----- EXTRAIT DU DOCUMENT -----

Orichalque

Derrière ce nom d’album live se cache en vérité un single, sorti grosso modo dans le même temps que Radio Indochine, en fin d’année 1994. Pressé à seulement 2’000 exemplaires comme l’indique un macaron posé sur l’objet, ce CD 2 titres met en avant l’interprétation de 3ème Sexe en piano-voix, un moment intime du concert durant lequel l’échange entre le groupe et le public des Francofolies de Spa s’est montré exceptionnellement fort. Et dans la morosité massacrante des années 90 que traverse le groupe, un tel échange n’est pas anodin. Il rappelle ce lien que rien ne semble pouvoir briser.

Si le son est très propre, trop comme nous en parlions sur l’article dédié à Radio Indochine, l’on peut difficilement mentir sur l’ambiance de communion qui règne au cours de cette interprétation de 3ème Sexe. La boîte à rythme des années 80 et la guitare de Dominik sont troquées pour un piano maîtrisé du bout des doigts par le claviériste nouvellement arrivé, Jean-Pierre Pilot, dont on connaît aujourd’hui l’importance qu’il prendra dans la direction musicale d’Indo dans la seconde moitié des années 90. La mélodie plus fluide et aérienne qu’elle ne paraissait alors dans la décennie précédente gagne en signification, elle y trouve sa réelle d’identité d’hymne qui s’étend à présent sur deux générations. Comment tromper la sincérité de l’échange entre un artiste et son public quand tant de candeur subsiste sur une chanson de dix ans, qui plus est armée d’un simple piano et de plusieurs milliers de voix ?

-----

* **CONSIGNE**
Citez l'extrait sur Orichalque en entier, sans aucune modification. Fondez-vous uniquement sur l'extrait.

----- DONNÉES FOURNIES -----

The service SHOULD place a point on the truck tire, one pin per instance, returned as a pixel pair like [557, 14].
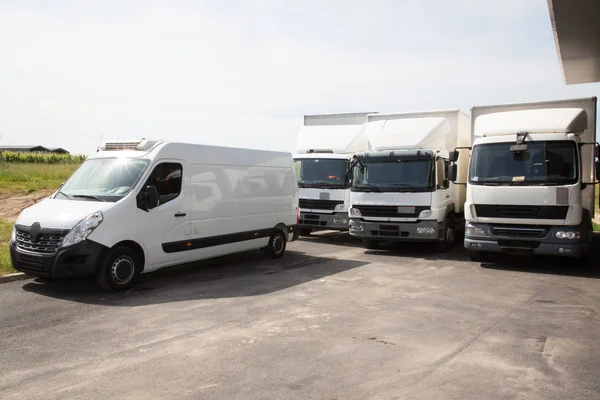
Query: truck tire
[446, 240]
[478, 256]
[277, 245]
[304, 231]
[370, 244]
[120, 269]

-----

* **RÉSULTAT CI-DESSOUS**
Orichalque

Derrière ce nom d’album live se cache en vérité un single, sorti grosso modo dans le même temps que Radio Indochine, en fin d’année 1994. Pressé à seulement 2’000 exemplaires comme l’indique un macaron posé sur l’objet, ce CD 2 titres met en avant l’interprétation de 3ème Sexe en piano-voix, un moment intime du concert durant lequel l’échange entre le groupe et le public des Francofolies de Spa s’est montré exceptionnellement fort. Et dans la morosité massacrante des années 90 que traverse le groupe, un tel échange n’est pas anodin. Il rappelle ce lien que rien ne semble pouvoir briser.

Si le son est très propre, trop comme nous en parlions sur l’article dédié à Radio Indochine, l’on peut difficilement mentir sur l’ambiance de communion qui règne au cours de cette interprétation de 3ème Sexe. La boîte à rythme des années 80 et la guitare de Dominik sont troquées pour un piano maîtrisé du bout des doigts par le claviériste nouvellement arrivé, Jean-Pierre Pilot, dont on connaît aujourd’hui l’importance qu’il prendra dans la direction musicale d’Indo dans la seconde moitié des années 90. La mélodie plus fluide et aérienne qu’elle ne paraissait alors dans la décennie précédente gagne en signification, elle y trouve sa réelle d’identité d’hymne qui s’étend à présent sur deux générations. Comment tromper la sincérité de l’échange entre un artiste et son public quand tant de candeur subsiste sur une chanson de dix ans, qui plus est armée d’un simple piano et de plusieurs milliers de voix ?